● EXCERPT PROVIDED
============
My first anniversary gift was an eight inch Henckel knife. I remember my soon-to-be ex laughing, telling me it wasn’t a good idea to buy your new wife a knife for your first anniversary. “Don’t you want something else?” he asked. I explained that I really wanted the knife so he bought it for me. Nineteen years later, I still have this knife.
Our ten year anniversary was special. Princess Daisy was eight months old and we were enjoying all he wonders of being new parents. We had started a company together three months before our anniversary and were happy with the early success. We went out to dinner, talking incessantly about Princess Daisy and our company. We were proud of both. My soon-to-be ex surprised me with a beautiful bracelet at dinner. He thanked me for bringing Princess Daisy into this world and for the support of his professional endeavors.
The fifteen year anniversary we attended a parent’s meeting for our kids’ Montessori school instead of going out. I asked that we not exchange gifts that year because we were about to pay tuition for two children to be in Montessori, close to $2000 a month, and I was worried about the financial commitment that lay ahead. The year before we had separated for three months and the relationship still didn’t feel right for either of us. School commitments seemed to be an easy excuse for both of us.
These are the only three anniversaries I can remember. The rest are a blur. There were several years we forgot our anniversary, with one of us realizing it a week later. Like the knife, maybe this was not a good sign for our future together.
============
● RECORDED DATA
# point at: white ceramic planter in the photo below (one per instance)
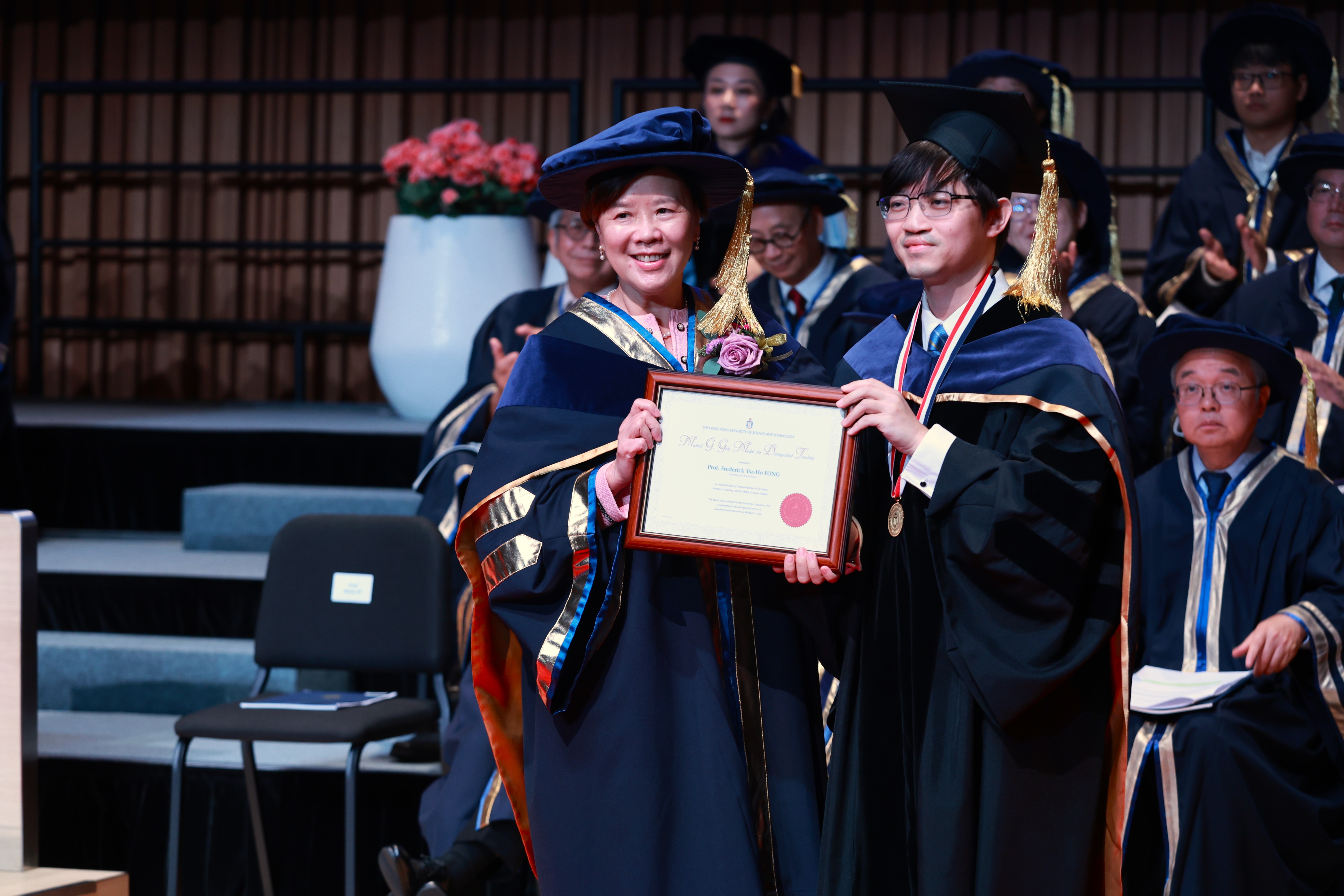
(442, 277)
============
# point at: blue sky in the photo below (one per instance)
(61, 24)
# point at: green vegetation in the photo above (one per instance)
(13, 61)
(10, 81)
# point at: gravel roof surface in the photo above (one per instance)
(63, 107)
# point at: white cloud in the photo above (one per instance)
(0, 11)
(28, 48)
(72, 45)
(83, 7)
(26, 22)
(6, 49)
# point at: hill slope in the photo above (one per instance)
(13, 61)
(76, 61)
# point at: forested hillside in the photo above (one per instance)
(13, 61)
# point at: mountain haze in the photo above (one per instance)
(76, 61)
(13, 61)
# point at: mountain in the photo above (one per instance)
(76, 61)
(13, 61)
============
● SHORT EXERCISE
How would you render this sentence from the anniversary essay in Spanish: "Nineteen years later, I still have this knife."? Work only from the anniversary essay, not from the items.

● EXERCISE ANSWER
Diecinueve años después, todavía tengo este cuchillo.